>> start INFORMATION SUPPLIED
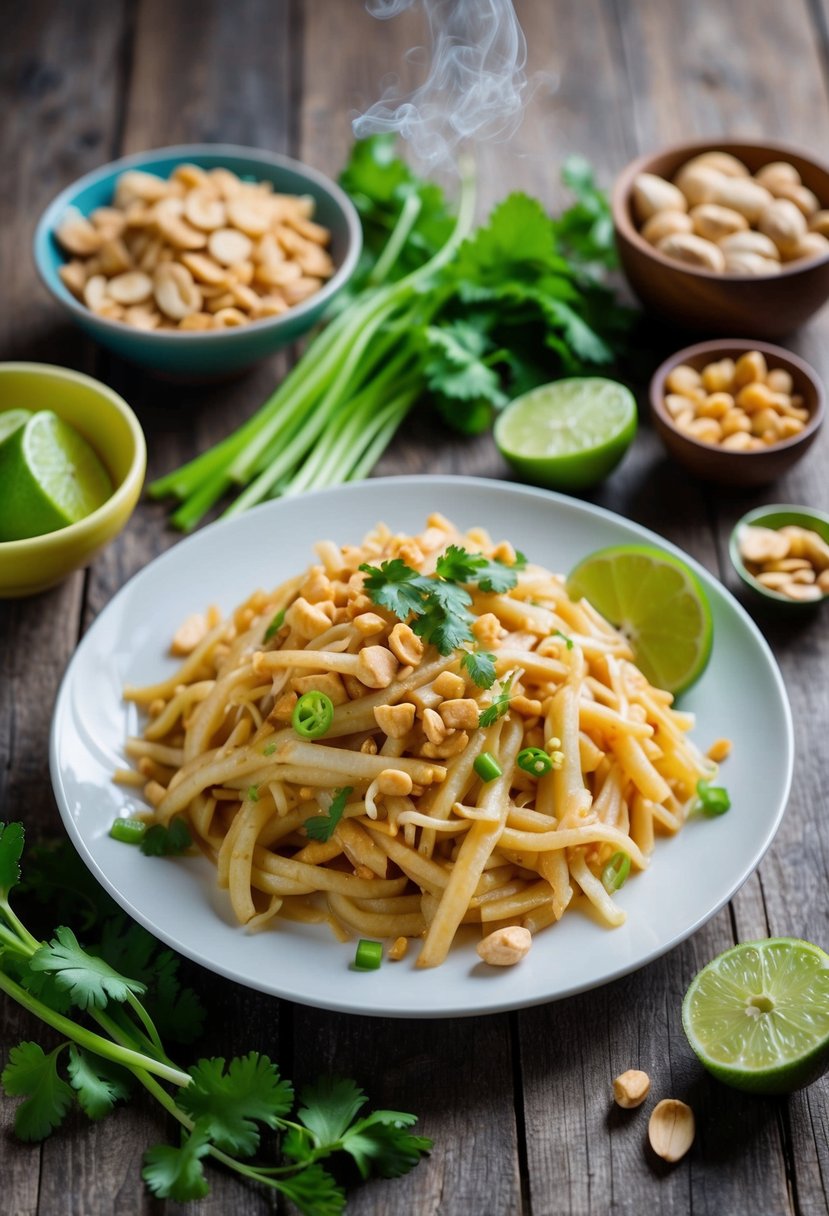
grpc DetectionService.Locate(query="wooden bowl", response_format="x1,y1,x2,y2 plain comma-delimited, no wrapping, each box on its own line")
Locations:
611,139,829,338
650,338,825,489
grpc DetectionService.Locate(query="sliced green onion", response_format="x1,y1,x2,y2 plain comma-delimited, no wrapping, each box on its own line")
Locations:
291,688,334,739
472,751,502,781
697,779,731,818
518,748,553,777
109,820,147,844
263,608,284,642
602,852,631,895
354,938,383,972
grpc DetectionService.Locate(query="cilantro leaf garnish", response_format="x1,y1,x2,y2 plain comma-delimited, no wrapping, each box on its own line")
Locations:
0,1042,73,1141
29,924,146,1009
179,1052,294,1156
139,818,193,857
360,557,430,620
343,1110,432,1178
305,786,354,841
0,823,23,900
67,1043,130,1119
360,545,517,654
478,675,515,726
141,1122,210,1204
461,651,495,688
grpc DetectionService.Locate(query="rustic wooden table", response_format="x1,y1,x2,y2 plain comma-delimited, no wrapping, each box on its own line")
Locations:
0,0,829,1216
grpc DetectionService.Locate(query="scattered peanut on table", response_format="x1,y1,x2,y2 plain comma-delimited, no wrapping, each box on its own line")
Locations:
631,150,829,275
613,1068,650,1110
664,350,810,452
738,524,829,602
648,1098,697,1161
55,164,334,332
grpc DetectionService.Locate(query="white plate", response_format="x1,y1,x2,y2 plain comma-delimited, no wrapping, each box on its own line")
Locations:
50,477,793,1018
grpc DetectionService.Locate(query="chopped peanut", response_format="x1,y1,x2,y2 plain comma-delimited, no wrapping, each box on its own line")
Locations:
354,612,386,649
423,709,446,743
170,612,209,654
438,697,480,731
377,769,412,798
613,1068,650,1110
476,924,532,967
284,596,331,640
374,702,415,739
389,621,423,668
472,612,504,646
352,642,399,688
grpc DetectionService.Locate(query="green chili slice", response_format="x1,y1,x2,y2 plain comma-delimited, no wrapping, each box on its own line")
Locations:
291,688,334,739
518,748,553,777
602,852,631,895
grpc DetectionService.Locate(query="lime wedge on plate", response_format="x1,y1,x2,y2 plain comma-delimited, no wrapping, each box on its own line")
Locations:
568,545,714,693
495,377,636,490
0,410,113,541
682,938,829,1093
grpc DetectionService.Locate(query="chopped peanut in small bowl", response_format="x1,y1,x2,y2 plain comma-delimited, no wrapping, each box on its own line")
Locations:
664,350,810,452
731,507,829,606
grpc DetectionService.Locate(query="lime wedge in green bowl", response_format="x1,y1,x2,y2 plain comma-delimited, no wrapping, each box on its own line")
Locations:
566,545,714,693
0,410,32,447
495,376,637,490
682,938,829,1093
0,410,113,541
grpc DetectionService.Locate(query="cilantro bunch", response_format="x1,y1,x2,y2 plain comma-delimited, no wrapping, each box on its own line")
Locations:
0,823,432,1216
150,135,627,530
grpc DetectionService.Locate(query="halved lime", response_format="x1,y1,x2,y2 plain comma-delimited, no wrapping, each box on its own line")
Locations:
495,376,636,490
0,410,113,541
682,938,829,1093
0,410,32,444
568,545,714,693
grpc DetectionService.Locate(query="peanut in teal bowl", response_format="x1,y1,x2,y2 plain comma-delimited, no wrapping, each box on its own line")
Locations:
34,143,362,381
728,503,829,614
0,364,147,598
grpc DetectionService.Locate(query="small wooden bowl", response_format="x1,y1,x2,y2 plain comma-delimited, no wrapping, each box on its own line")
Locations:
650,338,825,489
613,139,829,338
728,503,829,614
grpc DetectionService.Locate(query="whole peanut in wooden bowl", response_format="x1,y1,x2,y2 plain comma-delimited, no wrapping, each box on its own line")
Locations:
649,338,825,489
611,136,829,338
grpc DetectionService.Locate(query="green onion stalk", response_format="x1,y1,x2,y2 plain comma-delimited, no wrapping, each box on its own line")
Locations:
150,156,475,531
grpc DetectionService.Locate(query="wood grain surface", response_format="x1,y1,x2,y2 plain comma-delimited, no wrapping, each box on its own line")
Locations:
0,0,829,1216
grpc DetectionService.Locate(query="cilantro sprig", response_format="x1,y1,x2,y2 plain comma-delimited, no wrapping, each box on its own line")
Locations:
305,786,354,841
0,822,432,1216
360,545,525,656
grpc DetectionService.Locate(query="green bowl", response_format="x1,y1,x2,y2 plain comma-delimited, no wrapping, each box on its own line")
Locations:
0,364,147,598
728,503,829,612
34,143,362,381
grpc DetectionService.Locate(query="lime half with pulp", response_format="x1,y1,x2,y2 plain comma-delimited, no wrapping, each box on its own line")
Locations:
566,545,714,693
0,410,113,541
682,938,829,1093
495,376,636,490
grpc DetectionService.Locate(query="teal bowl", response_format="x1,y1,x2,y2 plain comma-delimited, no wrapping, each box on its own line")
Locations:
728,503,829,613
34,143,362,379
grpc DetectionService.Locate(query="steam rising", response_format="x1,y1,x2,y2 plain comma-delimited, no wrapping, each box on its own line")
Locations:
354,0,528,165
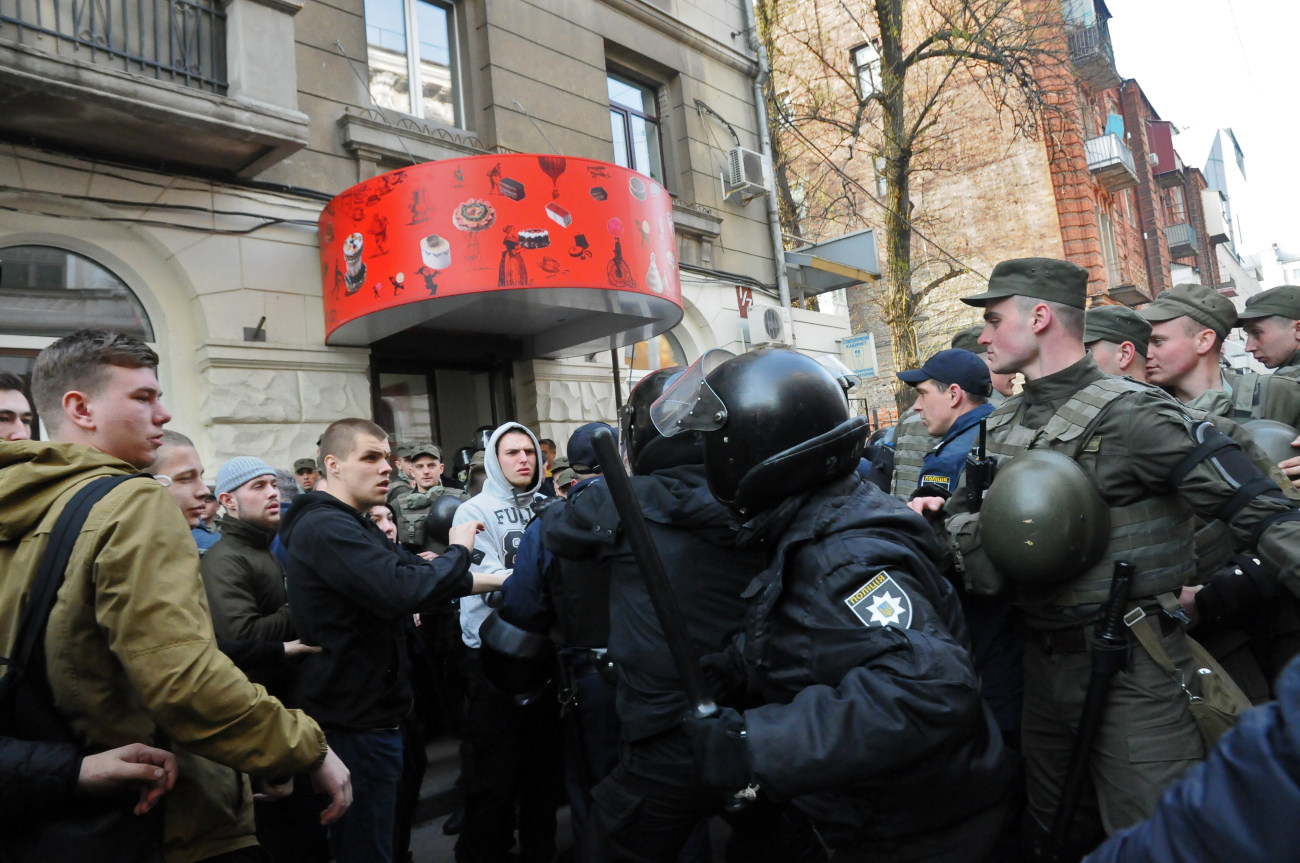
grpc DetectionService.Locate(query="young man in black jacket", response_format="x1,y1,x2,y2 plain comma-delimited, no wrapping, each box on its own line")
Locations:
280,419,502,863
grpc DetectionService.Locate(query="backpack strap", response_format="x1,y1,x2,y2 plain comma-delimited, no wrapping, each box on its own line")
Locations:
0,473,147,697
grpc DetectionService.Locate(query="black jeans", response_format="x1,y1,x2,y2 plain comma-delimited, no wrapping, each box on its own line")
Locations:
456,650,564,863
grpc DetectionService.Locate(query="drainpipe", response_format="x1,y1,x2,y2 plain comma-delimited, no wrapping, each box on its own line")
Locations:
740,0,794,315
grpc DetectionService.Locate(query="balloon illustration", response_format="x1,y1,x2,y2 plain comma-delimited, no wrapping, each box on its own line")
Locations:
537,156,568,198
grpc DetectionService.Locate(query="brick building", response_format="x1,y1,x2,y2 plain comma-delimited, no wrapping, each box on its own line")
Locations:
0,0,848,469
774,0,1227,402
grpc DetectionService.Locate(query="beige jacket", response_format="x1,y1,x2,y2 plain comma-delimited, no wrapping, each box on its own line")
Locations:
0,441,326,863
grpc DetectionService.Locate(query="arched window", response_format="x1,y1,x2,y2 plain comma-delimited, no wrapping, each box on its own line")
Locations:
0,246,153,342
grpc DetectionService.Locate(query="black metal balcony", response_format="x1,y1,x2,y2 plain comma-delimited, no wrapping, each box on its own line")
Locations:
0,0,308,177
1066,22,1121,90
1083,135,1138,194
1165,222,1196,257
0,0,226,95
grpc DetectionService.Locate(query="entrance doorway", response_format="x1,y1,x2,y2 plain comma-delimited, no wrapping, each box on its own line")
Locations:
372,367,515,463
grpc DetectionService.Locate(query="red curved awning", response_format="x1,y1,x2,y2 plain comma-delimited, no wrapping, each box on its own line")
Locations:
320,155,681,357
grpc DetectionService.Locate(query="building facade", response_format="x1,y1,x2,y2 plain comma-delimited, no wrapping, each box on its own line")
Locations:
776,0,1231,403
0,0,848,468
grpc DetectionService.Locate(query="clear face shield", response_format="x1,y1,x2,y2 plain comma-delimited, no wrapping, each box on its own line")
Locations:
816,354,862,398
650,348,736,438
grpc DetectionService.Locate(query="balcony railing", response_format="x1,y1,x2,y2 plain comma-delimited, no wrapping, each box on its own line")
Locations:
1066,23,1121,90
0,0,226,95
1083,135,1138,192
1165,222,1196,257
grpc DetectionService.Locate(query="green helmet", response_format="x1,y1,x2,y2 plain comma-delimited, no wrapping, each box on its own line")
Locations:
1242,420,1300,464
980,450,1110,584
>> end INFORMATION SUPPLIED
TASK BRIEF: Rewrite every line from the start of the rows through the line holding "352,642,399,688", inclusive, requests included, and scale each bounding-box coordinate in the answers by 1.95, rounding to whole numbers with halves going up. Leave the pictures out.

TASK RESULT:
grpc DetectionService.Locate(query="wooden bowl", response_format="x1,y1,x2,y2 plain comma-delimited, no wrapping, each box on its own line")
Locations:
1191,271,1617,659
1268,659,1609,954
grpc DetectionService.Locate(query="sliced green onion", response_format="x1,y1,x2,y2 plain comma-delimited, no wrapping, each box on its own line")
Locations:
567,1342,651,1441
920,1464,979,1523
1359,1519,1425,1595
1010,1459,1078,1515
213,1599,287,1646
513,1186,554,1252
1174,1661,1230,1745
690,1829,747,1895
grpc DetectionService.Locate(query="cilantro leaf garnish", response_format="x1,y1,x2,y2 plain comma-delimited, no wrapping, each box on its own line")
Locations:
0,2032,142,2225
57,1802,285,1968
349,2051,573,2254
271,1595,376,1671
702,1086,839,1209
669,2165,842,2297
595,1533,690,1640
0,1605,45,1755
131,2034,254,2182
702,1063,1008,1275
932,1316,1004,1416
275,2188,410,2348
899,1269,965,1342
grpc DetectionService.Locate(query="rustic wooden table", response_format="x1,y1,x2,y2 plain comma-delimited, no wrapping, each box on its own line")
Locations:
0,0,1617,2371
grpc DetectionService.Locate(query="scattered peanut on table", response_format="x1,y1,x2,y2 plain comma-delimited, no wrapping, each box on its own line")
Locations:
1230,293,1617,536
1195,2083,1268,2165
1295,683,1580,881
1439,1022,1617,1174
1264,2141,1359,2264
107,320,651,647
grpc DetectionService.Locate(query="white plate", response_format="x1,y1,x2,y2 plain comma-delimited, no wrapping, each box on its own line")
Locations:
98,930,1546,1985
grpc DetectionService.Locate(query="chopped peanut", response_format="x1,y1,x2,y2 plain comma-delimited, no wrapping, each box on its own line")
Locations:
690,1193,753,1266
825,1383,870,1449
332,1193,408,1275
854,1359,936,1425
735,1500,803,1556
1195,2083,1268,2165
928,1802,1037,1886
554,1162,645,1248
729,1369,809,1441
759,1211,825,1303
920,1193,983,1260
686,1252,778,1342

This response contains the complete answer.